Transcribe each entry below exactly. Pictures do not go in the copy.

** start DATA PROVIDED **

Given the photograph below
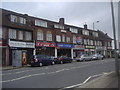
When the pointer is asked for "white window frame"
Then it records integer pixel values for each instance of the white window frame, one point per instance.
(49, 36)
(40, 23)
(28, 36)
(63, 38)
(12, 33)
(39, 35)
(22, 20)
(20, 35)
(74, 39)
(68, 39)
(58, 38)
(13, 18)
(73, 30)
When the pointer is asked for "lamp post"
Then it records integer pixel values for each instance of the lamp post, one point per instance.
(115, 45)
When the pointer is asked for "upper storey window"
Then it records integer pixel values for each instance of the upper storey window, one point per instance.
(41, 23)
(74, 30)
(58, 26)
(17, 19)
(13, 18)
(95, 34)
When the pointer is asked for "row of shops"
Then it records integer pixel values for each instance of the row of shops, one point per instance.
(18, 53)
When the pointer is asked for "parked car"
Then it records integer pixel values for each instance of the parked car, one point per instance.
(83, 57)
(40, 60)
(97, 56)
(63, 59)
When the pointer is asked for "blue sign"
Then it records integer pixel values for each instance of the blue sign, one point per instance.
(65, 45)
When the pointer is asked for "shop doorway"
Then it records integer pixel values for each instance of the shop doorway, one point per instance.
(17, 58)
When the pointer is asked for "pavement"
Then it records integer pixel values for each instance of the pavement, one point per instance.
(110, 80)
(68, 75)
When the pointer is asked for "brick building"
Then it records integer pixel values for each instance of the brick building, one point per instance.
(24, 36)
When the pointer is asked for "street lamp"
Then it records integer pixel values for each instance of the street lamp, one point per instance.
(94, 24)
(115, 44)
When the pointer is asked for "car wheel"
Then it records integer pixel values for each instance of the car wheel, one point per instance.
(40, 64)
(53, 63)
(61, 62)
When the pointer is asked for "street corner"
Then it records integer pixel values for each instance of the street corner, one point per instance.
(108, 80)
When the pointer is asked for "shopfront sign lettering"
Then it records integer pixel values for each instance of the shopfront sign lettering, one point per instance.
(65, 45)
(79, 47)
(21, 44)
(45, 44)
(90, 47)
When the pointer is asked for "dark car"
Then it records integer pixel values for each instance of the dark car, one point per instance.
(97, 57)
(40, 60)
(63, 59)
(83, 57)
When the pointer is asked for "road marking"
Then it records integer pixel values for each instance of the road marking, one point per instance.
(65, 69)
(84, 81)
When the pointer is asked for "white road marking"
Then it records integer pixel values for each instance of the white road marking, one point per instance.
(40, 74)
(85, 81)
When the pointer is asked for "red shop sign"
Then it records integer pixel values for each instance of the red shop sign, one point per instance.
(45, 44)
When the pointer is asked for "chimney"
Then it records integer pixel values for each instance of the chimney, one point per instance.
(61, 21)
(85, 26)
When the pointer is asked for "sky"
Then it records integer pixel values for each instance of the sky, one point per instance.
(75, 13)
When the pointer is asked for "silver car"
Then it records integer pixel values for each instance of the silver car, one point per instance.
(84, 57)
(97, 57)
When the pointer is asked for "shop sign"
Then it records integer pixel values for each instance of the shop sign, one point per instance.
(65, 45)
(86, 49)
(89, 46)
(109, 47)
(21, 44)
(79, 40)
(79, 47)
(100, 48)
(45, 44)
(63, 31)
(92, 49)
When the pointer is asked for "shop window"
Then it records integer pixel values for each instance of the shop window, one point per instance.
(58, 38)
(22, 20)
(20, 35)
(12, 33)
(40, 35)
(41, 23)
(74, 39)
(28, 35)
(13, 18)
(67, 39)
(63, 38)
(49, 36)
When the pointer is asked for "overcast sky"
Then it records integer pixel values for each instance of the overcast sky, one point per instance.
(75, 13)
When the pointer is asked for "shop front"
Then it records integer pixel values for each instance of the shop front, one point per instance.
(109, 52)
(20, 52)
(65, 50)
(101, 50)
(78, 50)
(89, 50)
(45, 48)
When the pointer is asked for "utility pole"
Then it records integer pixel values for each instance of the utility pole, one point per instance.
(115, 44)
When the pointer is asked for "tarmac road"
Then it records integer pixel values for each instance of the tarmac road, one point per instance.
(55, 76)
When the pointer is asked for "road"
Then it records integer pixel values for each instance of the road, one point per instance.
(55, 76)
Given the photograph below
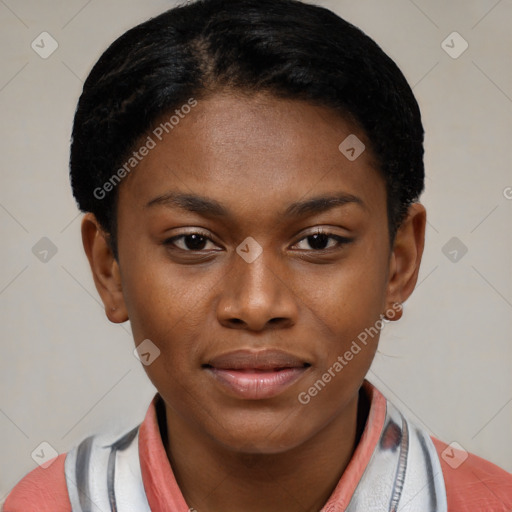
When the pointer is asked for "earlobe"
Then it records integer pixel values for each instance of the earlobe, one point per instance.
(105, 269)
(406, 258)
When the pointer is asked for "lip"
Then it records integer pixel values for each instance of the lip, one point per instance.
(256, 375)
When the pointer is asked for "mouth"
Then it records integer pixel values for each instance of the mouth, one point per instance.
(256, 375)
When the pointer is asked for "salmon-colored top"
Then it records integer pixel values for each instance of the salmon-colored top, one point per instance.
(474, 485)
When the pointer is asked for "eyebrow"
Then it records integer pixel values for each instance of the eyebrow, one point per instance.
(212, 208)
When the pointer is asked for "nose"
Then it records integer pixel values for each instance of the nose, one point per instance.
(257, 296)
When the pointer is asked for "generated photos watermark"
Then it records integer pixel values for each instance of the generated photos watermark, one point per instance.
(150, 143)
(343, 360)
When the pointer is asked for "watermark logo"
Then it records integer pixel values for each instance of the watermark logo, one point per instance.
(44, 250)
(352, 147)
(454, 45)
(249, 249)
(44, 455)
(454, 249)
(44, 45)
(454, 455)
(146, 352)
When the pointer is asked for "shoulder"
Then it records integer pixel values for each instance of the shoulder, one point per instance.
(41, 490)
(473, 483)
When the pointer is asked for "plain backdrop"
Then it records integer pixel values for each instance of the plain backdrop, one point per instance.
(67, 372)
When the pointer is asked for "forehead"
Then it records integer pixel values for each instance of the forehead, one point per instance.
(249, 151)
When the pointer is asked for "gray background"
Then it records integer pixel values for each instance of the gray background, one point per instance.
(66, 372)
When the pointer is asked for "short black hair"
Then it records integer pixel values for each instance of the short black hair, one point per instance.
(288, 48)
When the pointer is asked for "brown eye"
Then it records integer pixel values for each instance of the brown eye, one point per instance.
(319, 241)
(189, 242)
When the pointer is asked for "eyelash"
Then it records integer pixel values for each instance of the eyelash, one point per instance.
(340, 240)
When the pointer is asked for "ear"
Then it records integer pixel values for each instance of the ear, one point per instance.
(105, 269)
(404, 264)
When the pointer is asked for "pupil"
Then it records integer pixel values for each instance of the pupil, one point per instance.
(195, 242)
(318, 241)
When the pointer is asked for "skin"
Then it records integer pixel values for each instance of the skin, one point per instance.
(256, 155)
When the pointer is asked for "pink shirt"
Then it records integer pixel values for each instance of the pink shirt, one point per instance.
(476, 485)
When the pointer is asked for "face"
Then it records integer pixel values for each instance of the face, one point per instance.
(249, 284)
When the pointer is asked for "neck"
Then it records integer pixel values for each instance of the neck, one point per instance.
(213, 478)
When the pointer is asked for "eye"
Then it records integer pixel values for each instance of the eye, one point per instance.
(189, 242)
(319, 241)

** end DATA PROVIDED **

-- WRITTEN SOLUTION --
Given the photograph below
When the pointer is asked for "white window frame"
Then it records integer pixel values for each instance of the white window frame, one point per instance.
(49, 36)
(40, 23)
(28, 36)
(63, 38)
(12, 33)
(39, 35)
(22, 20)
(20, 35)
(74, 39)
(68, 39)
(58, 38)
(13, 18)
(73, 30)
When the pointer is asked for "lamp post"
Then it records integer pixel values for each instance of the lamp post, one point per instance.
(115, 45)
When the pointer is asked for "upper storey window"
Then it records integer pixel values for each instance of the upper storey window, one point per instance.
(41, 23)
(74, 30)
(58, 26)
(17, 19)
(13, 18)
(95, 34)
When the pointer is asked for "row of shops"
Then it records integer pixel values for each instance of the row of shops, one point per instance.
(18, 53)
When the pointer is asked for "parked car"
Then it records integer pixel values for each instance of the parked car, one point per instance.
(83, 57)
(40, 60)
(97, 56)
(63, 59)
When the pointer is asked for "blue sign"
Then it records integer pixel values for each instance of the blue sign, one point per instance.
(65, 45)
When the pointer is asked for "shop doorway"
Then it records integer pixel values for each instance of the shop doorway, one point per instance.
(17, 58)
When the pointer is asked for "pavement"
Then it records integer pixel values for each instance of the pavement, one point per instance.
(110, 80)
(68, 75)
When the pointer is asked for "brick building"
Then it records integer pixel values for each instance of the brick building, one point per instance.
(24, 36)
When the pointer is asked for "street lamp"
Then it records integer pixel values for each instance of the street lamp, one point per instance.
(94, 24)
(115, 44)
When the pointer is asked for "car wheel"
Then it records integer pixel values for each instance of the car wheel, one point per instance.
(40, 64)
(53, 63)
(61, 62)
When the pointer is asked for "street corner"
Then it records integer pixel values for each instance of the street corner, one point per instance.
(108, 80)
When the pointer is asked for "shopfront sign lettering"
Then it records integer pixel values for each instance of the shopfront sign lettering, one point per instance.
(65, 45)
(79, 47)
(21, 44)
(45, 44)
(90, 47)
When the pointer is asked for "dark car"
Then it records integer pixel values for each instance of the dark car, one point per instance.
(97, 57)
(40, 60)
(63, 59)
(83, 57)
When the pointer is asked for "road marking"
Then it records integer pixel values for each instance of the road marking, one point per instance.
(65, 69)
(84, 81)
When the pointer is asked for "white road marking"
Then it records integer pixel values for each instance of the white road marking, one point per instance.
(40, 74)
(85, 81)
When the pointer is asked for "red shop sign"
Then it records integer pixel values for each instance of the red shop sign, one point per instance.
(45, 44)
When the pointer is asked for "chimney"
Then it records integer pixel values for each instance of the chimney, one point per instance.
(61, 21)
(85, 26)
When the pointer is asked for "sky"
Then it records integer pixel values for each instance of the sky, one point per instance.
(75, 13)
When the pointer is asked for "silver car"
Then it records integer pixel values for each instance of the silver car, one point per instance.
(84, 57)
(97, 57)
When the pointer is asked for "shop sign"
Then it records integer pixel values for each instance of the shop sign, one point per instance.
(65, 45)
(86, 49)
(89, 46)
(109, 47)
(21, 44)
(79, 40)
(79, 47)
(100, 48)
(45, 44)
(63, 31)
(92, 49)
When the pointer is asked for "shop window"
Then it records integer pixel values for each instance of the shop window, one point per instance.
(58, 38)
(22, 20)
(20, 35)
(12, 33)
(40, 35)
(41, 23)
(74, 39)
(28, 35)
(13, 18)
(67, 39)
(63, 38)
(49, 36)
When the pointer is asked for "overcast sky"
Then it records integer pixel values for each instance of the overcast sky, one point per instance.
(75, 13)
When the pointer is asked for "shop front"
Then it records integer pixel values for each instance of the shop front, one point per instance.
(109, 52)
(20, 52)
(65, 50)
(101, 50)
(78, 50)
(89, 50)
(45, 48)
When the pointer is asked for "utility pole"
Then it records integer pixel values for each instance of the utility pole, one point per instance.
(115, 44)
When the pointer is asked for "tarmac road"
Then it records integer pixel values for each instance of the tarmac road, one point per instance.
(55, 76)
When the pointer is asked for "road"
Then it records integer pixel values for each instance of the road, one point per instance.
(55, 76)
Given the photograph below
When the pointer is asked for "earlobe"
Then it records integer pixel values for each instance of the earlobe, one point per instance.
(105, 269)
(406, 258)
When the pointer is asked for "lip"
Then it records integer pixel values for each instance of the lip, one point per instance.
(256, 375)
When the pointer is asked for "mouth"
Then it records integer pixel values for each instance of the mouth, one point per instance.
(256, 375)
When the pointer is asked for "salmon-colored top"
Then it records integer pixel values for each instance of the salmon-colored top, one point per instance.
(474, 485)
When the pointer is asked for "eyebrow"
Then it records integer pixel values for each instance of the eyebrow, one point per instance.
(212, 208)
When the pointer is asked for "nose"
Then it records integer pixel values for each instance of the nose, one point per instance.
(257, 296)
When the pointer is asked for "generated photos watermark"
Then it records integer pixel values for each instance of the generated photos watermark, one point per instance.
(150, 143)
(343, 360)
When the pointer is asked for "watermark logo"
Then it records integer pixel values for each instance of the watermark logo, one point per instance.
(44, 250)
(352, 147)
(454, 45)
(249, 249)
(44, 455)
(454, 249)
(44, 45)
(454, 455)
(146, 352)
When the pointer is asked for "shoulder"
Then it records integer pixel values for each instance of the shoulder, one point per instance.
(41, 490)
(473, 483)
When the pointer is asked for "plain backdrop"
Then it records integer pixel values for each instance of the plain backdrop, one point per instance.
(67, 372)
When the pointer is asked for "forehead"
Then it records integer pixel values for each instance of the forehead, one point per instance.
(249, 151)
When the pointer is asked for "gray background"
Then it records integer pixel values for each instance of the gray background, one point per instance.
(66, 372)
When the pointer is asked for "short black hair"
Then it records integer pixel values for each instance of the short black hair, one point per instance.
(288, 48)
When the pointer is asked for "brown eye"
Then it records integer pixel values for each instance of the brown eye, one point per instance.
(319, 241)
(189, 242)
When the pointer is asked for "eyelash"
Then it records integer pixel values for each instance of the eyelash, one point per instance.
(340, 240)
When the pointer is asked for "ear"
Then it records integer pixel values for each instance of the ear, one point per instance.
(105, 269)
(404, 264)
When the pointer is asked for "pupil"
Then it records integer pixel values for each instance of the pupil, one point per instance.
(195, 242)
(318, 241)
When the pointer is asked for "skin"
Then it records integer pixel values for each instance of the skin, one point per instance.
(256, 155)
When the pointer is asked for "pink shirt"
Then it records integer pixel values for each instance of the pink shirt, one point per instance.
(476, 485)
When the pointer is asked for "face"
Then it records integer pixel values for each instance of the face, one point per instance.
(249, 284)
When the pointer is asked for "neck"
Then it records integer pixel values for each instance of the neck, one point per instance.
(213, 478)
When the pointer is asked for "eye"
Then it records integer pixel values for each instance of the eye, one point per instance.
(189, 242)
(319, 241)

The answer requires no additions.